** TEXT TO READ **
How To Build Your Own Echo Chamber

I admit it, I am an avid Facebook user and unapologetically so.  When I was teaching 8th grade, my students would tell me that Facebook was “so yesterday Mr. G.”  Apparently I am supposed to be using Twitter or Insta-Something if I am “up on things.”  Does anyone even say “up on things” anymore?   I don’t really know.  I’m from a generation where “hooking up” is something that you do when you want to meet somebody OUTSIDE of a bedroom rather than in.  (Chuckle)  I’m ok with social-media-dinosaur status.  Heck, I still have an AOL email address so what do I care?!

** DATA EXCERPT **

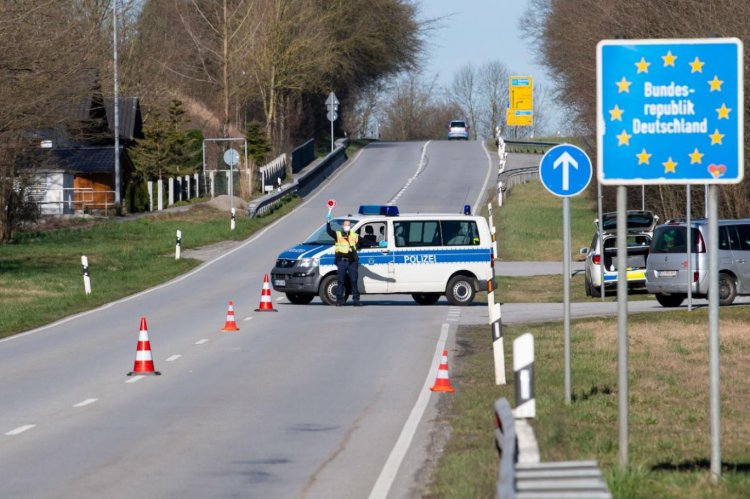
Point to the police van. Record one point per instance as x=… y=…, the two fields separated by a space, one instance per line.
x=425 y=255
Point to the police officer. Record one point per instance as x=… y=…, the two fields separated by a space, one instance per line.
x=347 y=264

** SHORT PROBLEM 1 **
From the echo chamber post, extract the passage that starts at the words "I admit it, I" and ends after "do I care?!".
** SHORT PROBLEM 2 **
Please answer these questions using the echo chamber post.
(a) What grade was the writer teaching at the time?
(b) What name did the students use for the writer?
(c) What kind of email address does the writer still have?
The data is separate material, apart from the echo chamber post.

** WORKED ANSWER 1 **
I admit it, I am an avid Facebook user and unapologetically so.  When I was teaching 8th grade, my students would tell me that Facebook was “so yesterday Mr. G.”  Apparently I am supposed to be using Twitter or Insta-Something if I am “up on things.”  Does anyone even say “up on things” anymore?   I don’t really know.  I’m from a generation where “hooking up” is something that you do when you want to meet somebody OUTSIDE of a bedroom rather than in.  (Chuckle)  I’m ok with social-media-dinosaur status.  Heck, I still have an AOL email address so what do I care?!

** WORKED ANSWER 2 **
(a) 8th grade
(b) Mr. G.
(c) An AOL email address